━━ Available records ━━

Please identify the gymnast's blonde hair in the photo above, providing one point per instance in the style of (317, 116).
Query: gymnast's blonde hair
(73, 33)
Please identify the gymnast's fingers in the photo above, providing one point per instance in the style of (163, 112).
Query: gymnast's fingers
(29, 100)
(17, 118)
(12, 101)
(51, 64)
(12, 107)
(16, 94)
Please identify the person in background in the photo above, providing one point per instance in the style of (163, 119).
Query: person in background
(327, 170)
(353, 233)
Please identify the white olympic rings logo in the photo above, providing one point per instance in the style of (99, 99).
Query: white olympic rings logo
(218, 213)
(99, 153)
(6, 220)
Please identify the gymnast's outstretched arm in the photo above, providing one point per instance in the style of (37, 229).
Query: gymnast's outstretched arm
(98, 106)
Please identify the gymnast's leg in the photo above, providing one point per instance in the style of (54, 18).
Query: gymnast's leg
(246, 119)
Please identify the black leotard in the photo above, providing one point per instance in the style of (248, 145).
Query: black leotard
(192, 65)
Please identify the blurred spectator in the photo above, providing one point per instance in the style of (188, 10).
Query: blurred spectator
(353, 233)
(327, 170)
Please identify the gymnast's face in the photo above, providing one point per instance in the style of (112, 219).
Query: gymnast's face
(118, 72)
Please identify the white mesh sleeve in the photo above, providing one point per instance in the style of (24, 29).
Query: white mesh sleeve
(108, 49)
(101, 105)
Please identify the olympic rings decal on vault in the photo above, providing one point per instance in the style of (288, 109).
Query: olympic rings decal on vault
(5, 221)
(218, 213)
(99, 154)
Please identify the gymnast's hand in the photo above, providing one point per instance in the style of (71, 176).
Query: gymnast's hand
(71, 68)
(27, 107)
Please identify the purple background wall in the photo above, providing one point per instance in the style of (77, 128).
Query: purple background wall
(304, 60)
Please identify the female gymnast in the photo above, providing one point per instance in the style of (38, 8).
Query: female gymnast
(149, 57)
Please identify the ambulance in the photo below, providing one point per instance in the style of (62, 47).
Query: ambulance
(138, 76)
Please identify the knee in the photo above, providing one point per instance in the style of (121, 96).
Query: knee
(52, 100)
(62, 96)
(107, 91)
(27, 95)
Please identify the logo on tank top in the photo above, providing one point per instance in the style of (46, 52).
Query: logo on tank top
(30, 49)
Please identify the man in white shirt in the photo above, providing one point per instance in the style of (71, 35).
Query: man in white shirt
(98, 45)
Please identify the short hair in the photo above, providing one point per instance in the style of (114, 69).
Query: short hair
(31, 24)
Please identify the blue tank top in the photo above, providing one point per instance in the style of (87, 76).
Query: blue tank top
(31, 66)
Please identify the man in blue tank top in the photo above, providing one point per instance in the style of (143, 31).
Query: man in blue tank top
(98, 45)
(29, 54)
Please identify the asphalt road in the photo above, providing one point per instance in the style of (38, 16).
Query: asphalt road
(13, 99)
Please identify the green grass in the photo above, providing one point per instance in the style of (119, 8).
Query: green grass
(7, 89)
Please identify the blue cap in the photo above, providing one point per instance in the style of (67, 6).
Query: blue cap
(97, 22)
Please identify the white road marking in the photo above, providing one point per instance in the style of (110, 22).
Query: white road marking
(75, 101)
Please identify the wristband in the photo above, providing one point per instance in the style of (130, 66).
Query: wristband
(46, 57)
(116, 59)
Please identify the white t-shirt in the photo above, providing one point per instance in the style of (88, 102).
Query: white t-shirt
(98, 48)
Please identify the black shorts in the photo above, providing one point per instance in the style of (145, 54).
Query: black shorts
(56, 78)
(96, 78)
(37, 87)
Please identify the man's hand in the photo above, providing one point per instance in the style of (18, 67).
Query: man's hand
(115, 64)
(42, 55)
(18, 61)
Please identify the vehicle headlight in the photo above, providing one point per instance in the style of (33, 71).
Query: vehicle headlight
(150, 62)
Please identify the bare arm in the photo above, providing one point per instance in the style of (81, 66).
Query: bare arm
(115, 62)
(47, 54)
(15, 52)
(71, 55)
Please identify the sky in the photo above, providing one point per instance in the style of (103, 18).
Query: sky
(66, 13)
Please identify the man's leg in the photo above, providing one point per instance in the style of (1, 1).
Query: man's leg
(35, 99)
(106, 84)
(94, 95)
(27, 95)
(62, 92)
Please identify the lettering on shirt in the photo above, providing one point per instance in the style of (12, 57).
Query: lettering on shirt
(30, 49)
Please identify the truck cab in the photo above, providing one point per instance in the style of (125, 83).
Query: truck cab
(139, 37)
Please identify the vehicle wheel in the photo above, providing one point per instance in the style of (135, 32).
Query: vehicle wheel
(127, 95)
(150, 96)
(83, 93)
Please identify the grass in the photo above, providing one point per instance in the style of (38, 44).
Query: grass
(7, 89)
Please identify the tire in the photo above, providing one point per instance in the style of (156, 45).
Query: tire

━━━

--- Task requirements ---
What is needed is an exact copy of every record above.

--- Exercise result ---
Please identify the gymnast's blonde hair in the photo above, providing one point per instance in the style of (317, 116).
Query: gymnast's blonde hair
(73, 33)
Please identify the gymnast's fingers in the photo above, providing one point per instance in the style of (163, 112).
Query: gymnast's fingers
(29, 100)
(17, 118)
(12, 101)
(51, 64)
(12, 107)
(16, 94)
Please identify the person in background in the photo above, providing one point per instance in the style of (163, 119).
Query: person in background
(327, 170)
(353, 233)
Please identify the white olympic rings logo in the photo above, providing one point per instance in the style of (99, 99).
Query: white olympic rings logo
(218, 213)
(99, 153)
(6, 220)
Please identify the gymnast's outstretched arm in the photo above, providing one point per instance in the style of (37, 229).
Query: gymnast's outstretched arm
(98, 106)
Please identify the gymnast's leg in the photo above, providing one point per instance in the style of (54, 18).
Query: gymnast's leg
(246, 119)
Please identify the black leotard in the photo above, providing one point per instance in the style of (248, 145).
Query: black leotard
(192, 65)
Please identify the blurred spectator in the photo above, providing one point per instance in the style of (188, 10).
Query: blurred spectator
(353, 233)
(327, 170)
Please identify the gymnast's face in the photo above, providing one point per instance in the style of (112, 219).
Query: gymnast's face
(118, 72)
Please identify the white mesh sleeve in the photo above, providing one point per instance in the style of (24, 29).
Query: white mesh sleeve
(108, 49)
(101, 105)
Please identify the olympic rings decal on vault in the photo above, providing one point per instance in the style of (288, 109).
Query: olympic rings decal on vault
(5, 221)
(218, 213)
(99, 154)
Please identify the gymnast's hand in the photo above, providing one point per instance in the style of (71, 176).
Query: gymnast's hand
(71, 68)
(27, 107)
Please identify the purple background wall in the photo above, providing one point per instance in the style of (77, 128).
Query: purple background wall
(304, 60)
Please identify the female gymnast in the photo above, providing one point per instance in the style of (38, 8).
Query: female gymnast
(149, 57)
Please identify the ambulance in the photo below, providing one point per instance in the style of (62, 47).
Query: ambulance
(138, 76)
Please identify the knee in the photo above, providing one point per instance in the style of (121, 96).
Query: knee
(52, 100)
(62, 96)
(107, 91)
(27, 95)
Please identify the logo on tank top in the photo above, providing one point per instance in the style of (46, 52).
Query: logo on tank top
(30, 49)
Please identify the man in white shirt in the photo above, providing one point per instance in the style of (71, 35).
Query: man in white shirt
(98, 45)
Please identify the short hair in the photo above, providing one point per instance in the style of (114, 69).
Query: short hair
(31, 24)
Please identify the blue tank top in the photo above, providing one point per instance in the style of (87, 76).
Query: blue tank top
(31, 66)
Please identify the man in blue tank top in the photo above, providing one point per instance in the style of (143, 31).
Query: man in blue tank top
(98, 45)
(29, 54)
Please identify the asphalt road in the photo above, providing one point per instance in the style of (38, 16).
Query: asphalt road
(13, 99)
Please identify the green grass in the photo above, providing one point per instance in the style of (119, 8).
Query: green grass
(7, 89)
Please identify the blue cap in the photo above, providing one point per instance in the style of (67, 6).
Query: blue cap
(97, 22)
Please identify the white road marking in the photo above, providing one point per instance in the style of (110, 22).
Query: white road marking
(75, 101)
Please identify the wristband in the photo above, providing one point per instance in the style of (130, 66).
Query: wristband
(46, 57)
(116, 59)
Please identify the white t-shirt in the photo above, providing one point per instance in the style of (88, 102).
Query: white t-shirt
(98, 48)
Please identify the black shorts in the photo above, providing one point per instance in the style of (145, 54).
Query: black shorts
(56, 78)
(96, 78)
(37, 87)
Please identify the man's hand in the photo above, providing one point per instance in the style of (18, 67).
Query: man's hand
(115, 64)
(42, 55)
(18, 61)
Please identify the vehicle headlight in the photo above, providing one point per instance in the style of (33, 71).
Query: vehicle headlight
(150, 62)
Please identify the bare arm in the photo above, providing one point per instance in the style of (81, 66).
Query: bare arm
(115, 62)
(47, 54)
(15, 52)
(71, 55)
Please identify the sky in the photo above, providing one point per instance in the style of (103, 18).
Query: sky
(66, 13)
Please identify the man's leg in the photo above, providing one point per instance in the style of (1, 1).
Query: man's leg
(35, 99)
(106, 84)
(94, 95)
(27, 95)
(62, 92)
Please identify the lettering on shirt in the photo above, providing one point per instance in the style of (12, 57).
Query: lettering on shirt
(30, 49)
Please identify the truck cab in the photo above, providing one point per instance in the style of (125, 83).
Query: truck cab
(139, 37)
Please identify the vehicle wheel in the photo above, providing one point per instance in the style of (135, 32).
Query: vehicle wheel
(127, 95)
(150, 96)
(83, 93)
Please identify the grass in the photo above, providing one point per instance in the style of (38, 44).
Query: grass
(7, 89)
Please identify the tire in the photo above, providing one point per instance in the style of (156, 45).
Query: tire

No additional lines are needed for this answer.